- What you need to do: The listing below should be written out exactly; please include all of it.

'''

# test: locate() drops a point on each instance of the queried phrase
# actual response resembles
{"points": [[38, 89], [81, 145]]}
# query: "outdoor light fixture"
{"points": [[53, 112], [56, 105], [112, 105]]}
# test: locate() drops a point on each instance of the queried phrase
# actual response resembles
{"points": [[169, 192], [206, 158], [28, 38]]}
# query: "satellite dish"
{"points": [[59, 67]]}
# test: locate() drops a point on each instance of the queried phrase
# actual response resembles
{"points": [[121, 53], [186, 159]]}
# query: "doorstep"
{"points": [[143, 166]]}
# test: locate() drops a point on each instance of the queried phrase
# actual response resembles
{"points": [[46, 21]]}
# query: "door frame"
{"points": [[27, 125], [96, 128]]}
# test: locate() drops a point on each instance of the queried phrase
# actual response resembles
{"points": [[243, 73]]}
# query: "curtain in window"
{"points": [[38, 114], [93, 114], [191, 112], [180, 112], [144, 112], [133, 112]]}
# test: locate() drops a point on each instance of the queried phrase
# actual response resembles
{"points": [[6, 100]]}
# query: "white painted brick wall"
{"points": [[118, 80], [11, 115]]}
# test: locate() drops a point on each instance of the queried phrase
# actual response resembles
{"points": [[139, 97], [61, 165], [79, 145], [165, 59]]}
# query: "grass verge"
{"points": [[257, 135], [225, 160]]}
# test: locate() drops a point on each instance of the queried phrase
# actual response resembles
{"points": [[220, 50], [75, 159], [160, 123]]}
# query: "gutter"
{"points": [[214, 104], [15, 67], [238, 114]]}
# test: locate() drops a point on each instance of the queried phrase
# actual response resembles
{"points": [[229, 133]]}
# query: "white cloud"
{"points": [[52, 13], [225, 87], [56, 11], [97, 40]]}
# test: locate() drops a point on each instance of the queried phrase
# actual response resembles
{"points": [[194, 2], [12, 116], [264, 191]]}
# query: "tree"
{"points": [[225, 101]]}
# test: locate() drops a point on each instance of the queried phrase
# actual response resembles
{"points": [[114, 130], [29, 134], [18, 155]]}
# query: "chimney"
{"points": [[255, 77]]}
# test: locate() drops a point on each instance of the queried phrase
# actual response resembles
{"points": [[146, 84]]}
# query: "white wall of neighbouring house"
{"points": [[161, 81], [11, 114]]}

'''

- Output:
# test: locate() drops a point on each instance of the queried phrase
# actual response resembles
{"points": [[38, 89], [81, 145]]}
# query: "outdoor light fixture"
{"points": [[53, 112], [56, 105], [112, 105]]}
# test: locate() drops a point on each instance of the queried phrase
# actual response resembles
{"points": [[169, 192], [206, 158], [28, 38]]}
# query: "satellite dish"
{"points": [[59, 67]]}
# test: locate() drops a point on each instance of the queried phrase
# actual response resembles
{"points": [[121, 53], [186, 159]]}
# query: "doorstep"
{"points": [[143, 166]]}
# test: locate() drops a point on each instance of the queried phrase
# actual response resembles
{"points": [[46, 21]]}
# query: "door frame"
{"points": [[27, 125], [96, 128]]}
# test: locate() drops a point on each instance of the queried phrase
# actual response resembles
{"points": [[243, 73]]}
# query: "curtain in window"
{"points": [[38, 114], [93, 114], [191, 112], [180, 112], [144, 112], [133, 112]]}
# test: locate() drops a point on each instance of the queried phrase
# actual response resembles
{"points": [[6, 100]]}
# query: "white painted brick wall"
{"points": [[118, 80], [11, 115]]}
# test: locate() drops a point on each instance of the queried phrase
# actual response resembles
{"points": [[139, 97], [61, 165], [79, 145], [165, 59]]}
# query: "grass verge"
{"points": [[257, 135], [225, 160]]}
# test: locate() drops a point on each instance of the queried phrase
# actual response resembles
{"points": [[220, 50], [75, 159], [160, 123]]}
# query: "gutter"
{"points": [[214, 104], [15, 67], [238, 114]]}
# test: locate() drops a point on each instance of the queried phrase
# actual response resembles
{"points": [[229, 133]]}
# query: "white cloud"
{"points": [[52, 13], [225, 87], [56, 11], [97, 40]]}
# test: locate() drops a point on each instance of the queried phrase
# actual response resembles
{"points": [[194, 2], [12, 116], [264, 191]]}
# query: "tree"
{"points": [[225, 101]]}
# test: locate() drops a point on each instance of the queried phrase
# actual response resembles
{"points": [[114, 130], [29, 134], [18, 155]]}
# query: "chimney"
{"points": [[255, 77]]}
# test: locate() drops a point on each instance of the queried phrase
# actual response resembles
{"points": [[146, 84]]}
# query: "white wall of neighbouring house"
{"points": [[161, 81], [11, 114]]}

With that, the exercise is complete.